__TASK ITEM__
Reproduce the closing run of lines below verbatim, from the line that contains "Target: tree foliage" up to and including the final line.

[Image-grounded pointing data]
========

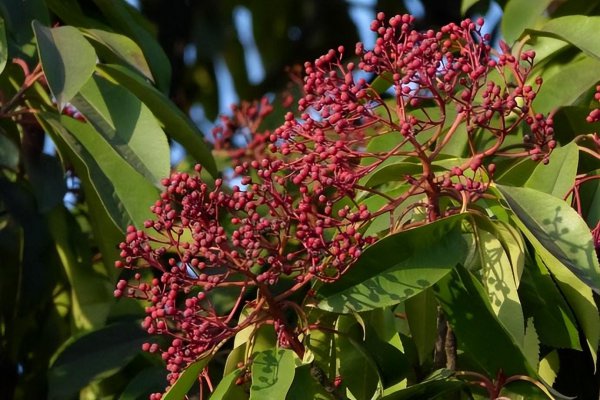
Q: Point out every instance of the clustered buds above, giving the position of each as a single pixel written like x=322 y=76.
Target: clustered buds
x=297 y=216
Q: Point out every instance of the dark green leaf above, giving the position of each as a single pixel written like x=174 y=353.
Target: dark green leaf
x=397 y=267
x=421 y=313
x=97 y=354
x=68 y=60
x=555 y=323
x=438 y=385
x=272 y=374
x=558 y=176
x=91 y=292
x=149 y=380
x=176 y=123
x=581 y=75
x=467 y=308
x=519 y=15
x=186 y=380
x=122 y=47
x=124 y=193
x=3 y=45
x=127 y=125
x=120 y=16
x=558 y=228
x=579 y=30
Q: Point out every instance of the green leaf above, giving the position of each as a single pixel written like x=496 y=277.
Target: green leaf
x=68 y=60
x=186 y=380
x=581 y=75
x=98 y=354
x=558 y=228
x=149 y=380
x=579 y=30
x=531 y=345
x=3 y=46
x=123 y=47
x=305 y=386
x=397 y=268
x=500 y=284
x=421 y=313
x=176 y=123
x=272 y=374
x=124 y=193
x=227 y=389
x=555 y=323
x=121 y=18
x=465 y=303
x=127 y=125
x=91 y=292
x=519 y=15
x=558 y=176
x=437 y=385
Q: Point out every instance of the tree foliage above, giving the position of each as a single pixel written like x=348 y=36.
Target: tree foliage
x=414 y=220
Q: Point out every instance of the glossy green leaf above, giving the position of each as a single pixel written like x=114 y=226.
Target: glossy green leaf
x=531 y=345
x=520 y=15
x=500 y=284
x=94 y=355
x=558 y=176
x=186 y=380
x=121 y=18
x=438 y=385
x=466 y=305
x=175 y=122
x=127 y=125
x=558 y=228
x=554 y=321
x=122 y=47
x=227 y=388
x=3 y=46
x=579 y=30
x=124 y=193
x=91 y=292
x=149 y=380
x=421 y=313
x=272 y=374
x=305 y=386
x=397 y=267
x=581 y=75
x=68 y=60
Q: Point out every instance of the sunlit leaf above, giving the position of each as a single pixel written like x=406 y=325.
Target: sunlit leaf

========

__RESULT OF THE TASK__
Target: tree foliage
x=414 y=220
Q: Point out every instance of the glossy green leaf above, giving the position of each as a single pixel written like x=114 y=226.
Target: glossy green leaf
x=531 y=345
x=520 y=15
x=500 y=284
x=94 y=355
x=558 y=176
x=186 y=380
x=121 y=18
x=438 y=385
x=466 y=305
x=175 y=122
x=127 y=125
x=558 y=228
x=554 y=321
x=122 y=47
x=227 y=388
x=3 y=46
x=579 y=30
x=124 y=193
x=91 y=292
x=149 y=380
x=421 y=313
x=272 y=374
x=305 y=386
x=397 y=267
x=581 y=75
x=68 y=60
Q: Point out every instance of the sunlit leaf above, giving the position of each as a single pixel written like x=406 y=325.
Target: sunlit leaf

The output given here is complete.